* _Challenge a_: Count the lines in the entries below that contain the word "stone", and give only that number.

* _Text extract_:

+---+

Scenario A — Misleading Affordability Calculation Creates Unaffordable Commitment: A first-time homebuyer interacts with a lender's AI agent to explore how much home they can afford. The buyer provides a gross annual income of £48,000, monthly debts of £620 (student loans and car payment), and indicates they have £15,000 saved for a down payment. The agent calculates a "maximum affordable home price" of £285,000 based on a 36% back-end debt-to-income ratio — but the calculation omits council tax (£180/month for the target area), buildings insurance (£45/month), and service charges (£120/month for the flat the buyer is considering). The agent also uses a promotional introductory rate of 2.1% rather than the standard variable rate of 5.8% that will apply after the 2-year introductory period. The buyer, relying on the agent's output, offers £278,000 on a property and enters a binding exchange. When the introductory rate expires 24 months later, the monthly payment increases from £1,040 to £1,520. Including the omitted costs, the buyer's total housing expenditure reaches £1,865/month — 46.6% of gross monthly income and well above the 28-33% front-end ratio that responsible lending guidelines recommend. The buyer falls into arrears within 6 months of the rate change.

What went wrong: The agent's affordability calculation was structurally incomplete — omitting recurring housing costs that any qualified mortgage adviser would include. The agent used a promotional rate without disclosing the reversion rate or stress-testing affordability at the higher rate. No guardrail prevented the agent from presenting an incomplete affordability figure as a reliable maximum. No disclaimer was generated indicating the limitations of the calculation. The buyer made a life-altering financial commitment based on an output that a human adviser would have been professionally prohibited from providing in the same form under FCA MCOB rules.

Scenario B — Product Steering Based on Postcode Demographics: A mortgage advisory agent operated by a large brokerage is designed to recommend mortgage products from a panel of lenders. The agent processes an application from a borrower with a credit score of 742, stable employment of 8 years, and a 20% deposit — a strong applicant by any measure. The borrower's target property is in a postcode area with a high proportion of ethnic minority residents. The agent recommends a subprime product from Lender C at 6.2% APR with a £1,995 arrangement fee. A white applicant with near-identical financial characteristics but a target property in a predominantly white postcode area is recommended a prime product from Lender A at 4.1% APR with no arrangement fee. The difference over a 25-year term on a £200,000 mortgage is approximately £58,000 in additional interest and fees. The agent's recommendation logic correlates postcode-level default rates with product eligibility, and postcode-level default rates correlate with demographic composition — creating a proxy discrimination pathway that produces racially disparate outcomes without any explicit racial input.

+---+

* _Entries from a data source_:
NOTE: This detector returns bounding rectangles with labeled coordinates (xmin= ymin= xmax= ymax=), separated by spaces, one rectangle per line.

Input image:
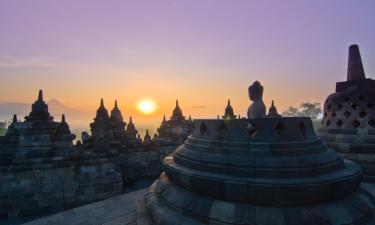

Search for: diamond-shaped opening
xmin=352 ymin=120 xmax=361 ymax=128
xmin=298 ymin=121 xmax=306 ymax=137
xmin=352 ymin=102 xmax=359 ymax=110
xmin=247 ymin=123 xmax=257 ymax=138
xmin=217 ymin=122 xmax=227 ymax=131
xmin=358 ymin=110 xmax=367 ymax=118
xmin=344 ymin=111 xmax=352 ymax=118
xmin=200 ymin=122 xmax=207 ymax=135
xmin=276 ymin=122 xmax=285 ymax=136
xmin=368 ymin=119 xmax=375 ymax=128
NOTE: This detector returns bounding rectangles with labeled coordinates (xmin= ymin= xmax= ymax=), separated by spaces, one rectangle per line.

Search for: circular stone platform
xmin=145 ymin=118 xmax=373 ymax=225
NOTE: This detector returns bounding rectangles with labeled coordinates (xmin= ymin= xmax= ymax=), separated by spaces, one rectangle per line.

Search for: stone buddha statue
xmin=247 ymin=81 xmax=266 ymax=119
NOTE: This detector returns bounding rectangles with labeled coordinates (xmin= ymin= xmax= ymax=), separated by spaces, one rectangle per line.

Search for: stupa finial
xmin=100 ymin=98 xmax=104 ymax=107
xmin=38 ymin=90 xmax=43 ymax=101
xmin=347 ymin=45 xmax=366 ymax=81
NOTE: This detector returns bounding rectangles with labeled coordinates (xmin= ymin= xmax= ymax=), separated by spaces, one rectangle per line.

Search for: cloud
xmin=191 ymin=105 xmax=207 ymax=109
xmin=0 ymin=56 xmax=58 ymax=68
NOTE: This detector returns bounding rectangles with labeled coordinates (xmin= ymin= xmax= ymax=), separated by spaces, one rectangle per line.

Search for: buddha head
xmin=249 ymin=81 xmax=263 ymax=101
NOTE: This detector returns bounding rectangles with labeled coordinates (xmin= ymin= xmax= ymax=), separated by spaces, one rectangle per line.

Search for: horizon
xmin=0 ymin=0 xmax=375 ymax=135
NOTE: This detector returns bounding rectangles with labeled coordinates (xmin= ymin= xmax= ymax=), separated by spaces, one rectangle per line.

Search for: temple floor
xmin=25 ymin=189 xmax=150 ymax=225
xmin=20 ymin=183 xmax=375 ymax=225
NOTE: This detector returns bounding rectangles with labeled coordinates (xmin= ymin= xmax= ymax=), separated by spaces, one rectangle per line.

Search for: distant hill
xmin=0 ymin=99 xmax=90 ymax=121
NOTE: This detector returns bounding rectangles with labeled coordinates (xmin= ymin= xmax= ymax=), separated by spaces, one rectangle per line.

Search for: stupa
xmin=145 ymin=82 xmax=374 ymax=225
xmin=222 ymin=99 xmax=237 ymax=120
xmin=318 ymin=45 xmax=375 ymax=181
xmin=0 ymin=90 xmax=122 ymax=220
xmin=157 ymin=100 xmax=193 ymax=145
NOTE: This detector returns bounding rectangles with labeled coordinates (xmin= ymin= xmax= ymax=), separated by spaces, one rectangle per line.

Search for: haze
xmin=0 ymin=0 xmax=375 ymax=135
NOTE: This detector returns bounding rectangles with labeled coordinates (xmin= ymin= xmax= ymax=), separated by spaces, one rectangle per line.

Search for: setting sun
xmin=137 ymin=99 xmax=156 ymax=114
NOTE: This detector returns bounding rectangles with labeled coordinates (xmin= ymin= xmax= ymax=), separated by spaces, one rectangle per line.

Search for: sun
xmin=137 ymin=99 xmax=156 ymax=115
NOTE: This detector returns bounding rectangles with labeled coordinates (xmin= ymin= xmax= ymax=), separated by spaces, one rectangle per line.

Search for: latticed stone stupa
xmin=140 ymin=82 xmax=374 ymax=225
xmin=318 ymin=45 xmax=375 ymax=181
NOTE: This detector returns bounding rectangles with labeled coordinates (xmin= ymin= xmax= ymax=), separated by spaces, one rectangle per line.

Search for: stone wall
xmin=119 ymin=145 xmax=177 ymax=184
xmin=0 ymin=156 xmax=122 ymax=220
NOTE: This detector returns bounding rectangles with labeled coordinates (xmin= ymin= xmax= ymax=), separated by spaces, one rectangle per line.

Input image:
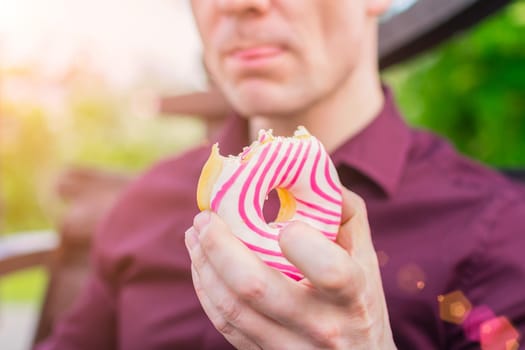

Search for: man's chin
xmin=224 ymin=86 xmax=298 ymax=117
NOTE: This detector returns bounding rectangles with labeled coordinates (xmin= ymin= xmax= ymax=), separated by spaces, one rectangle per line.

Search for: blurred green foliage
xmin=0 ymin=87 xmax=204 ymax=233
xmin=385 ymin=0 xmax=525 ymax=168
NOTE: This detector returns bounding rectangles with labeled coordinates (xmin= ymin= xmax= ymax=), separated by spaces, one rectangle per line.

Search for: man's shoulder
xmin=410 ymin=130 xmax=525 ymax=211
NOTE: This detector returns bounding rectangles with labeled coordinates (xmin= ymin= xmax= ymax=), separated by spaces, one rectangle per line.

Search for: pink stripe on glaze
xmin=286 ymin=143 xmax=312 ymax=188
xmin=310 ymin=144 xmax=343 ymax=205
xmin=238 ymin=147 xmax=277 ymax=239
xmin=269 ymin=143 xmax=293 ymax=189
xmin=211 ymin=163 xmax=248 ymax=212
xmin=278 ymin=143 xmax=303 ymax=186
xmin=253 ymin=142 xmax=283 ymax=218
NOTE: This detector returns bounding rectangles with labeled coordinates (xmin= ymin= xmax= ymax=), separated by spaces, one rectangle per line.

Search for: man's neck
xmin=249 ymin=33 xmax=384 ymax=152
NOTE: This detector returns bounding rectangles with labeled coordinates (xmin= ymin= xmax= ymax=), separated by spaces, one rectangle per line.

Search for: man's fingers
xmin=191 ymin=266 xmax=261 ymax=350
xmin=187 ymin=229 xmax=301 ymax=349
xmin=336 ymin=189 xmax=375 ymax=259
xmin=189 ymin=209 xmax=300 ymax=320
xmin=279 ymin=222 xmax=365 ymax=302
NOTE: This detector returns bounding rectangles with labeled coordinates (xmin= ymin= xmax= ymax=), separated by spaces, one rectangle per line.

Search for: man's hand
xmin=186 ymin=190 xmax=395 ymax=350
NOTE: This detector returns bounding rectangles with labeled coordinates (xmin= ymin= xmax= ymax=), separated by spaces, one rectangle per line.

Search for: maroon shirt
xmin=42 ymin=91 xmax=525 ymax=350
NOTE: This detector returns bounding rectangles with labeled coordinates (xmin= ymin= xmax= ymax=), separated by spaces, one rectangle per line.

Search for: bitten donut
xmin=197 ymin=127 xmax=342 ymax=280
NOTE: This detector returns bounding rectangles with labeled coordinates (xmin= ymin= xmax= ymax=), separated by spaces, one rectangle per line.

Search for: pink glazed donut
xmin=197 ymin=127 xmax=342 ymax=280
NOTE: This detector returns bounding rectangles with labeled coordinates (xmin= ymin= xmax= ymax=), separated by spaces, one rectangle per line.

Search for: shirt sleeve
xmin=449 ymin=192 xmax=525 ymax=350
xmin=35 ymin=266 xmax=116 ymax=350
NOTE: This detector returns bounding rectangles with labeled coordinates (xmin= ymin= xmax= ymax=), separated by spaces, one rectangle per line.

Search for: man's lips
xmin=231 ymin=45 xmax=284 ymax=61
xmin=223 ymin=45 xmax=285 ymax=70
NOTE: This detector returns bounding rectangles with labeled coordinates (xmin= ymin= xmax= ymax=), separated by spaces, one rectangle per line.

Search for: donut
xmin=197 ymin=127 xmax=342 ymax=280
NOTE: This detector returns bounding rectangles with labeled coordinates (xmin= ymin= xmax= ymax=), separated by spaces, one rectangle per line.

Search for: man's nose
xmin=217 ymin=0 xmax=272 ymax=15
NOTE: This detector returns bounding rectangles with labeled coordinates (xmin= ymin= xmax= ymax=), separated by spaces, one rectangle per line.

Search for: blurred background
xmin=0 ymin=0 xmax=525 ymax=349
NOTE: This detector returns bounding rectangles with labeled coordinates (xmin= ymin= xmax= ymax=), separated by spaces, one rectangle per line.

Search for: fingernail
xmin=184 ymin=227 xmax=199 ymax=253
xmin=193 ymin=210 xmax=211 ymax=234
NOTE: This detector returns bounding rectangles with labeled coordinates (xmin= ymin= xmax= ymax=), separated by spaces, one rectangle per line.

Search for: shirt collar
xmin=213 ymin=87 xmax=411 ymax=196
xmin=331 ymin=87 xmax=411 ymax=196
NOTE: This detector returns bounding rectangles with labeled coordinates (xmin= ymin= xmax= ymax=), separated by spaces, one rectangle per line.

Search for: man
xmin=37 ymin=0 xmax=525 ymax=349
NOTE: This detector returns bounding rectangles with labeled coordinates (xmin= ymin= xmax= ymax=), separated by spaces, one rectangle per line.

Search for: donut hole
xmin=263 ymin=190 xmax=281 ymax=224
xmin=263 ymin=188 xmax=297 ymax=226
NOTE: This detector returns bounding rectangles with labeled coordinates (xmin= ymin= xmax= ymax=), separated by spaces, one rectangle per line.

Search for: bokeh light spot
xmin=438 ymin=291 xmax=472 ymax=324
xmin=481 ymin=317 xmax=520 ymax=350
xmin=462 ymin=305 xmax=496 ymax=342
xmin=397 ymin=264 xmax=426 ymax=294
xmin=377 ymin=250 xmax=390 ymax=267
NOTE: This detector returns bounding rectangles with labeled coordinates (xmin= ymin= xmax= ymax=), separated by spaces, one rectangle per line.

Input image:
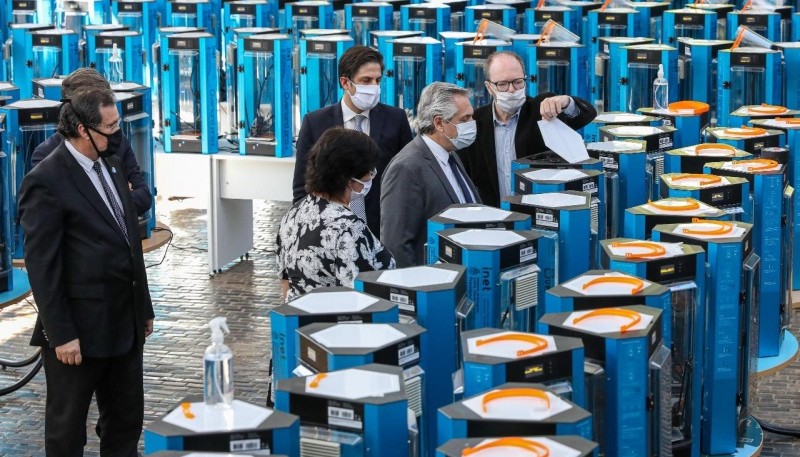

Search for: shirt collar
xmin=422 ymin=135 xmax=450 ymax=165
xmin=492 ymin=102 xmax=522 ymax=126
xmin=64 ymin=139 xmax=99 ymax=173
xmin=340 ymin=97 xmax=370 ymax=122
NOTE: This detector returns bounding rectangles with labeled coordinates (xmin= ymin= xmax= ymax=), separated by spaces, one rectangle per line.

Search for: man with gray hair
xmin=381 ymin=82 xmax=480 ymax=268
xmin=19 ymin=88 xmax=154 ymax=457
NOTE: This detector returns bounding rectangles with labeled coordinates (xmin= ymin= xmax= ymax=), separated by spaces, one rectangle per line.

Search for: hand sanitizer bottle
xmin=203 ymin=317 xmax=233 ymax=406
xmin=653 ymin=64 xmax=669 ymax=111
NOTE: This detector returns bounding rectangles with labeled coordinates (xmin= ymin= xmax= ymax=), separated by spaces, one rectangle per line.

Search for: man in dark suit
xmin=19 ymin=89 xmax=154 ymax=457
xmin=381 ymin=82 xmax=481 ymax=268
xmin=31 ymin=68 xmax=153 ymax=215
xmin=459 ymin=51 xmax=597 ymax=206
xmin=292 ymin=46 xmax=411 ymax=233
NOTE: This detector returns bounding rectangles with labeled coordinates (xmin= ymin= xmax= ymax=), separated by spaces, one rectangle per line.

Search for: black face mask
xmin=86 ymin=127 xmax=122 ymax=159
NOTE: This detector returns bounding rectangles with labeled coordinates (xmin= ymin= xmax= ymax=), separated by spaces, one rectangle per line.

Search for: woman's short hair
xmin=306 ymin=127 xmax=380 ymax=196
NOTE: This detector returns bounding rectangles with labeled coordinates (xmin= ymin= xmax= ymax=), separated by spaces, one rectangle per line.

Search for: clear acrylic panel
xmin=245 ymin=52 xmax=278 ymax=141
xmin=32 ymin=46 xmax=64 ymax=78
xmin=352 ymin=16 xmax=378 ymax=46
xmin=169 ymin=50 xmax=201 ymax=135
xmin=536 ymin=60 xmax=570 ymax=94
xmin=730 ymin=67 xmax=766 ymax=109
xmin=394 ymin=57 xmax=426 ymax=122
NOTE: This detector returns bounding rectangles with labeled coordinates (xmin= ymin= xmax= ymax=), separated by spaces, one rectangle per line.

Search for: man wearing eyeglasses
xmin=459 ymin=51 xmax=597 ymax=206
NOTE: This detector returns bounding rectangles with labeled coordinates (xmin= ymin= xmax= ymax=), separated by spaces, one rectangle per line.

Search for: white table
xmin=155 ymin=152 xmax=295 ymax=274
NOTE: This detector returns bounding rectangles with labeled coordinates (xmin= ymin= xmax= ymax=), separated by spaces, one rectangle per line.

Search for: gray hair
xmin=483 ymin=51 xmax=525 ymax=81
xmin=414 ymin=82 xmax=469 ymax=134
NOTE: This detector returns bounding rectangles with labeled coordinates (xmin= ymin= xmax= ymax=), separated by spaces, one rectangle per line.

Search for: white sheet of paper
xmin=539 ymin=118 xmax=589 ymax=163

+---+

* _Challenge b_: According to the mortgage scenarios text, what credit score does the borrower in Scenario B have?

* _Final result a_: 4

* _Final result b_: 742